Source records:
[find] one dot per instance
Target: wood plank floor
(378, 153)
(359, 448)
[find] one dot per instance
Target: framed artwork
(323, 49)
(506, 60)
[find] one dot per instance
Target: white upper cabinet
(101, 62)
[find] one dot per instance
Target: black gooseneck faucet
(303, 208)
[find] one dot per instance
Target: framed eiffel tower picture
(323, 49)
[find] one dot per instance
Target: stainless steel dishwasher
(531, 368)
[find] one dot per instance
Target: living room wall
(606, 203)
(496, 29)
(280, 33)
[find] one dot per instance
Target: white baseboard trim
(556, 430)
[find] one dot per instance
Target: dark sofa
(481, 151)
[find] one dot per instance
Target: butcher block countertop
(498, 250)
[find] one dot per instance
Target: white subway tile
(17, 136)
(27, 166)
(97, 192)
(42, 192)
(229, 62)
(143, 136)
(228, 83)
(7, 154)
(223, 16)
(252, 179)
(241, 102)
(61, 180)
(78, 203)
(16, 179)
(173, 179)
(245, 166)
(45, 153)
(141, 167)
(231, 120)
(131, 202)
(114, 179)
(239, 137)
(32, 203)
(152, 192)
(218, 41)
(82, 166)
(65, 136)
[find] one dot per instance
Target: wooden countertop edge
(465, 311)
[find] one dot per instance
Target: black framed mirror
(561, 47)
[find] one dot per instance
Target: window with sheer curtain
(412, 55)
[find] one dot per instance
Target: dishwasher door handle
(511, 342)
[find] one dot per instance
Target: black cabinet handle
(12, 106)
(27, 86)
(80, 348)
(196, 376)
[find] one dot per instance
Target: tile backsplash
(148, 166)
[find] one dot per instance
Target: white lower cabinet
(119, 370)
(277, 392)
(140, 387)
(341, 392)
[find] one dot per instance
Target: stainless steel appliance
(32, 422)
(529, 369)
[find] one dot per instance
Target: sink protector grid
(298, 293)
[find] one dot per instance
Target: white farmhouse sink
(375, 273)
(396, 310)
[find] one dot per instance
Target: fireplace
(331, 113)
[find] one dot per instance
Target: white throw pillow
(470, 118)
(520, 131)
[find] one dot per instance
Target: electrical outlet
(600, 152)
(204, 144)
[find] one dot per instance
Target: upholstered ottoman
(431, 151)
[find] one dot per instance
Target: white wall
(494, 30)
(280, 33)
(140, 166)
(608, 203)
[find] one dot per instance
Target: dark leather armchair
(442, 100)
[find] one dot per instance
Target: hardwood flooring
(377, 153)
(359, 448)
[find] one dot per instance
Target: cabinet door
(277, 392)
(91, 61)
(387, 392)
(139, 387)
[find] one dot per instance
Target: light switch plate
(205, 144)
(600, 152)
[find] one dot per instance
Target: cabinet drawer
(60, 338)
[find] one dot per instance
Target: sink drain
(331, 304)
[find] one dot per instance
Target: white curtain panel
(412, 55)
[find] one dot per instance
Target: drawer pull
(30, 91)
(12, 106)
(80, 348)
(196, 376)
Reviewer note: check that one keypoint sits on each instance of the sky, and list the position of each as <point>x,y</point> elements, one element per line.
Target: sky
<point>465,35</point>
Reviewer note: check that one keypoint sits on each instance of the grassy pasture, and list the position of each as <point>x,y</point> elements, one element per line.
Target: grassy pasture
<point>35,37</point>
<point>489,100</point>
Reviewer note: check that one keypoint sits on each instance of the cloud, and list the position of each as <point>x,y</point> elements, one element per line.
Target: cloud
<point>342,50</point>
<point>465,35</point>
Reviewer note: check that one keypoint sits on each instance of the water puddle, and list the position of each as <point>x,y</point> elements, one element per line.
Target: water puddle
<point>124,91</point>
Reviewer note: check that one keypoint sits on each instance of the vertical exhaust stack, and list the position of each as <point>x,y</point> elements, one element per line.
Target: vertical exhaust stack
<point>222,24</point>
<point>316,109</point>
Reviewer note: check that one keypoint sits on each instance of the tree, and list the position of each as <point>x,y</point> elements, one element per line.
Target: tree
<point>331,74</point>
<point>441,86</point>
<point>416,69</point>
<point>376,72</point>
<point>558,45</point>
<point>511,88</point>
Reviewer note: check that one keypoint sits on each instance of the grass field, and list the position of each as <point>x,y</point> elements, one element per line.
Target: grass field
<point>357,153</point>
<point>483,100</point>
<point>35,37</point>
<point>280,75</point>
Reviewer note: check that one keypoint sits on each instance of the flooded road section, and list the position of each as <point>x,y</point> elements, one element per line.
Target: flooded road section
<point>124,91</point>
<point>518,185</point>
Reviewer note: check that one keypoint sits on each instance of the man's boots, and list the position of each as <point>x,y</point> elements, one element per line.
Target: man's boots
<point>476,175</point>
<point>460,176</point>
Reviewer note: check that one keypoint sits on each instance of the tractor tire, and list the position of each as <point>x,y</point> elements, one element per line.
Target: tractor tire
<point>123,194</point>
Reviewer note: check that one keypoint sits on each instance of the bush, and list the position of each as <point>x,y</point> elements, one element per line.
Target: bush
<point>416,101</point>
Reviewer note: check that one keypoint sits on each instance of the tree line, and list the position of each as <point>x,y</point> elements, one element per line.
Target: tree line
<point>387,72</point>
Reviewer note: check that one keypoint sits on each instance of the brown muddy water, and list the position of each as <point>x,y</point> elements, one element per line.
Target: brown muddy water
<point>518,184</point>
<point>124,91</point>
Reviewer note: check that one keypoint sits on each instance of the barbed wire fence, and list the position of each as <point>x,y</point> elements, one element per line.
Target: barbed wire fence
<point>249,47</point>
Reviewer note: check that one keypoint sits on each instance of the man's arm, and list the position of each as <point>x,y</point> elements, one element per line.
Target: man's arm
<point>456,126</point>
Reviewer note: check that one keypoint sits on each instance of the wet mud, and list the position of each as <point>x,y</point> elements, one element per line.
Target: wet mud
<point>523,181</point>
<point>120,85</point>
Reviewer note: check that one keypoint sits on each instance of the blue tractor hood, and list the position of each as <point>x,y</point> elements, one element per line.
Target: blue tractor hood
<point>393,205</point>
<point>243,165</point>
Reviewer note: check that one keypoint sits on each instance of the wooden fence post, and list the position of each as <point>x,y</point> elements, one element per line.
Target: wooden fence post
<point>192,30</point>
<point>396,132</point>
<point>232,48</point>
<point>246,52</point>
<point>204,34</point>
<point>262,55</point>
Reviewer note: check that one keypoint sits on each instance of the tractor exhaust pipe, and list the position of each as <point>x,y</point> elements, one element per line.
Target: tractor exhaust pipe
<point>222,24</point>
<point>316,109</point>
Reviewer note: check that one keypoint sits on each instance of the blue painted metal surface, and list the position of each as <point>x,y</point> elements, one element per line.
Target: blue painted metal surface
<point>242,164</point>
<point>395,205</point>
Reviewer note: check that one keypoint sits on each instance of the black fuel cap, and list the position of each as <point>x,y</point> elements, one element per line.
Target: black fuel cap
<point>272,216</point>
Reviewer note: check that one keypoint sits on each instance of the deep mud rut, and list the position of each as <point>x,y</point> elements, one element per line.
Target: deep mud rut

EXERCISE INSTRUCTIONS: Could you copy every record above exactly as written?

THE COMPLETED TASK:
[find] one dot per instance
Target: wood plank floor
(378, 153)
(359, 448)
[find] one dot per instance
Target: framed artwork
(323, 49)
(506, 60)
[find] one dot per instance
Target: white upper cabinet
(101, 62)
[find] one dot per instance
Target: black gooseneck faucet
(303, 208)
[find] one dot per instance
Target: framed eiffel tower picture
(323, 49)
[find] one dot per instance
Target: stainless steel dishwasher
(531, 368)
[find] one dot per instance
Target: living room wall
(606, 203)
(496, 29)
(280, 33)
[find] one dot per instance
Target: white baseboard trim
(556, 430)
[find] one dot per instance
Target: dark sofa
(481, 151)
[find] one dot per instance
Target: butcher block countertop
(498, 250)
[find] one dot per instance
Target: white subway tile
(17, 136)
(27, 166)
(97, 192)
(42, 192)
(229, 62)
(143, 136)
(228, 83)
(7, 154)
(223, 16)
(252, 179)
(241, 102)
(61, 180)
(78, 203)
(16, 179)
(173, 179)
(245, 166)
(45, 153)
(141, 167)
(231, 120)
(131, 202)
(114, 179)
(239, 137)
(32, 203)
(152, 192)
(218, 41)
(82, 166)
(65, 136)
[find] one dot per instance
Target: wooden countertop edge
(465, 311)
[find] one dot per instance
Target: black framed mirror
(561, 47)
[find] one dot per instance
Target: window with sheer curtain
(412, 55)
[find] one dot per instance
Target: dishwasher door handle
(511, 342)
[find] one dot per instance
Target: black cabinet handle
(12, 106)
(27, 86)
(80, 348)
(196, 376)
[find] one dot per instance
Target: tile backsplash
(148, 166)
[find] one dot per instance
Target: white lower cabinet
(119, 370)
(277, 392)
(140, 387)
(341, 392)
[find] one dot per instance
Target: stainless steel appliance
(32, 422)
(529, 369)
[find] one dot per instance
Target: sink protector grid
(298, 293)
[find] one dot per instance
Target: white farmhouse sink
(375, 273)
(396, 310)
[find] one dot per instance
Target: fireplace
(331, 113)
[find] one dot per instance
Target: white throw pillow
(470, 118)
(520, 131)
[find] one dot per instance
Target: electrical outlet
(600, 152)
(204, 144)
[find] one dot per instance
Target: upholstered ottoman
(431, 151)
[find] one dot per instance
Target: white wall
(494, 30)
(280, 33)
(140, 166)
(608, 203)
[find] one dot per instance
Target: dark leather armchair
(442, 100)
[find] one dot per instance
Target: hardwood flooring
(377, 153)
(359, 448)
[find] one dot per instance
Target: cabinet door
(277, 392)
(91, 61)
(387, 392)
(139, 387)
[find] one dot per instance
Target: light switch plate
(205, 144)
(600, 152)
[find] one dot per instance
Target: cabinet drawer
(60, 338)
[find] one dot per instance
Target: sink drain
(331, 304)
[find] one dot per instance
Target: white curtain panel
(412, 55)
[find] one dot per instance
Target: drawer pull
(30, 91)
(12, 106)
(80, 348)
(196, 376)
Reviewer note: check that one keypoint sits on each instance of the sky, and list the position of each as <point>x,y</point> elements, one element per line.
Target: sky
<point>465,35</point>
Reviewer note: check that one keypoint sits on each instance of the grassy pasture, and list the position of each as <point>x,y</point> elements, one element per line.
Target: grassy pasture
<point>35,37</point>
<point>489,100</point>
Reviewer note: check that one keypoint sits on each instance of the cloud, and list the position of each as <point>x,y</point> elements, one element per line.
Target: cloud
<point>342,50</point>
<point>465,35</point>
Reviewer note: check that one keypoint sits on each instance of the water puddle, and list the position of each as <point>x,y</point> elements, one element per line.
Target: water puddle
<point>124,91</point>
Reviewer note: check that one keypoint sits on each instance of the vertical exhaust stack, and list the position of each as <point>x,y</point> elements, one element per line.
Target: vertical exhaust stack
<point>222,24</point>
<point>316,109</point>
Reviewer note: check that one keypoint sits on each instance of the tree, and list the position of each as <point>x,y</point> elements, one element per line.
Target: tree
<point>331,74</point>
<point>441,86</point>
<point>416,69</point>
<point>376,72</point>
<point>558,45</point>
<point>511,88</point>
Reviewer note: check that one keypoint sits on each instance of the grass field, and list the position of each as <point>x,y</point> elements, one element per line.
Target: grass field
<point>357,153</point>
<point>483,100</point>
<point>35,37</point>
<point>280,75</point>
Reviewer note: check that one keypoint sits on each instance of the flooded road section, and list the position of each as <point>x,y</point> elements, one element per line.
Target: flooded road section
<point>124,91</point>
<point>518,185</point>
Reviewer note: check that one keypoint sits on each instance of the man's boots, and list the position of each as <point>x,y</point> elements, one element per line.
Target: man's boots
<point>476,175</point>
<point>460,176</point>
Reviewer note: check that one keypoint sits on each instance of the tractor tire, and list the position of each as <point>x,y</point> elements, one element per line.
Target: tractor tire
<point>123,194</point>
Reviewer note: check that one keypoint sits on each instance of the bush, and list the position of each as <point>x,y</point> elements, one element per line.
Target: bush
<point>416,101</point>
Reviewer note: check that one keypoint sits on each instance of the tree line, and list the position of each as <point>x,y</point> elements, one element per line.
Target: tree line
<point>387,72</point>
Reviewer note: check that one keypoint sits on each instance of the brown muddy water, and list the position of each as <point>x,y</point> elements, one element per line.
Target: brown muddy water
<point>518,184</point>
<point>124,91</point>
Reviewer note: check that one keypoint sits on each instance of the barbed wire fence, and list the position of each as <point>x,y</point> elements, one element per line.
Target: barbed wire fence
<point>249,47</point>
Reviewer note: check that one keypoint sits on each instance of the man's arm, and list the position of each as <point>x,y</point> elements, one element per line.
Target: man's arm
<point>456,126</point>
Reviewer note: check that one keypoint sits on each instance of the wet mud, and list the position of each as <point>x,y</point> elements, one element per line.
Target: wet mud
<point>523,181</point>
<point>120,85</point>
Reviewer note: check that one keypoint sits on each instance of the blue tractor hood, and list the position of each as <point>x,y</point> elements, one element per line.
Target: blue tractor hood
<point>393,205</point>
<point>243,165</point>
Reviewer note: check that one keypoint sits on each instance of the wooden fence post, and list the position of each as <point>x,y</point> elements, one element per line.
Target: wooden fence post
<point>192,30</point>
<point>396,132</point>
<point>232,48</point>
<point>246,52</point>
<point>204,34</point>
<point>262,55</point>
Reviewer note: check that one keypoint sits on each instance of the tractor exhaust pipe, and list the position of each as <point>x,y</point> elements, one element per line.
Target: tractor exhaust pipe
<point>222,24</point>
<point>316,109</point>
Reviewer note: check that one keypoint sits on each instance of the blue painted metal surface, and list the position of each as <point>x,y</point> elements, one element per line.
Target: blue painted metal surface
<point>242,164</point>
<point>395,205</point>
Reviewer note: check that one keypoint sits on each instance of the black fuel cap, and list the position of each as <point>x,y</point> elements, one element per line.
Target: black fuel cap
<point>272,216</point>
Reviewer note: check that one keypoint sits on each instance of the deep mud rut, and list the position of each as <point>x,y</point> elements, one element per line.
Target: deep mud rut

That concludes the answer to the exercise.